START Records for processing

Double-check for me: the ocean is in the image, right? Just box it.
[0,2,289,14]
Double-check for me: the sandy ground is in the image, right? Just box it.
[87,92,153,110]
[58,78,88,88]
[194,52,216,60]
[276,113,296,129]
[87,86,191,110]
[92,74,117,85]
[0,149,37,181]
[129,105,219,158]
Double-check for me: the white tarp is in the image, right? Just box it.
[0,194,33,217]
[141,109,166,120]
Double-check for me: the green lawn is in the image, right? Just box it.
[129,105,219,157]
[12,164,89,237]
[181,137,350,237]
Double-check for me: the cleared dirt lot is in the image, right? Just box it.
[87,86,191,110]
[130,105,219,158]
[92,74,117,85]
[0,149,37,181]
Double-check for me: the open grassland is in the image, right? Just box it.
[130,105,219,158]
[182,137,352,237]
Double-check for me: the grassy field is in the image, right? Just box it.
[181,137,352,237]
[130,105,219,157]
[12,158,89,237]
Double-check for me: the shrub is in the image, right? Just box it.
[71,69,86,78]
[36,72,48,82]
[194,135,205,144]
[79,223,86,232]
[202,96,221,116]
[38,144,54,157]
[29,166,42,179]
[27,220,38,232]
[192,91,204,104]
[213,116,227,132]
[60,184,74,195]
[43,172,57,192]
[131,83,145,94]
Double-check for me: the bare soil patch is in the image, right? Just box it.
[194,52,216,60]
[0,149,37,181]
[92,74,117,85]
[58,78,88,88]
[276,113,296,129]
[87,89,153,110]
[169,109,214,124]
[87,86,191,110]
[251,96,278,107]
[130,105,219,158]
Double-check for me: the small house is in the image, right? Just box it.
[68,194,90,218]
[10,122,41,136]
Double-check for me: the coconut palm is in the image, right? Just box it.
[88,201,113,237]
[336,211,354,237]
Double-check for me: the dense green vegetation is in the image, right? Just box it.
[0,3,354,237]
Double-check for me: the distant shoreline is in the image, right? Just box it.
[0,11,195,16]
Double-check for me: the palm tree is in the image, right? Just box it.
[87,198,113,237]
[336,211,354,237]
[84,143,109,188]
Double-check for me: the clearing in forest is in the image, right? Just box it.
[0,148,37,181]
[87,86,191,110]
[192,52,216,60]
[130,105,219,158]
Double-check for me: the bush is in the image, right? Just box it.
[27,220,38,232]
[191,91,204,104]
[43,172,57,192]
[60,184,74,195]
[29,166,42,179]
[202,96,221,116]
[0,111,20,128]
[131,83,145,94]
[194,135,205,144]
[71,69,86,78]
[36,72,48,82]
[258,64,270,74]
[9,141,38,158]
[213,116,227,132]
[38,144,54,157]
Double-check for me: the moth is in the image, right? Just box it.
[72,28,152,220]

END Records for processing

> Stated task: Lay out all of the records above as a two-column CSV with the headers "record" and "answer", one row per record. Put the record's text and its answer each in a single quoted field, with every line break changed to a space.

> Solution below:
record,answer
"Double-check for me: the ocean is in the image, right? Just box it.","[0,2,289,14]"
"Double-check for me: the sandy ground is in the image, right? Just box it.","[87,92,153,110] [58,78,88,88] [194,52,216,60] [276,113,296,129] [87,86,191,110] [92,74,117,85] [0,149,37,181] [129,105,219,158]"
"Double-check for me: the white tarp is in the image, right? Just box it.","[0,194,33,217] [141,109,166,120]"
"Double-check for me: the green lawn is in the image, right? Just box it.","[129,105,219,157] [12,164,89,237] [181,137,350,237]"
"Double-check for me: the cleared dirt lot is in the image, right? Just box it.","[87,86,191,110] [130,105,219,158] [92,74,117,85] [0,149,37,181]"
"Double-check for me: the open grassland is in the image, right? Just box it.","[130,105,219,158] [182,137,352,237]"
"Double-check for me: the grassy field is in the image, right? Just box it.","[181,137,352,237] [130,105,219,157] [12,158,89,237]"
"Double-check for me: the shrub is in the image, right? Just box it.","[71,69,86,78] [36,72,48,82] [194,135,205,144] [79,223,86,232] [202,96,221,116] [38,144,54,157] [29,166,42,179] [27,220,38,232] [192,91,204,104] [213,116,227,132] [60,184,74,195] [43,172,57,192] [131,83,145,94]"
"Double-check for me: the bare soil patch is in the image, right? Just box it.","[194,52,216,60] [0,149,37,181] [92,74,117,85] [58,78,88,88] [276,113,296,129] [87,89,153,110] [169,109,214,124] [87,86,191,110] [251,96,278,107] [130,105,219,158]"
"Double-check for me: the small house is in the image, right? Just box it.","[68,194,90,218] [10,122,41,136]"
"Double-check for me: the coconut palm is in the image, right? Just box it.","[88,201,113,237] [336,211,354,237]"
"Double-check for me: the dense green vegetation is in the image, right? Just box it.","[0,3,354,237]"
"Double-check for me: the distant shoreline is in the image, right? Just box it.","[0,11,195,16]"
"Double-check for me: the palm tree is in the image, right? Just box it.","[87,198,113,237] [336,211,354,237] [84,143,109,188]"
"Double-check for me: the clearing in forest is in the image, right? Just box it.","[0,148,37,181] [87,86,191,110] [192,52,216,60] [130,105,219,158]"
"Double-check for me: the bush is in the image, right? Just box it.","[27,220,38,232] [191,91,204,104] [43,172,57,192] [60,184,74,195] [29,166,42,179] [202,96,221,116] [0,111,20,128] [131,83,145,94] [194,135,205,144] [71,69,86,78] [36,72,48,82] [258,64,270,74] [9,141,38,158] [213,116,227,132] [38,144,54,157]"
"Double-check for me: the moth is in the image, right? Just box it.","[72,28,152,220]"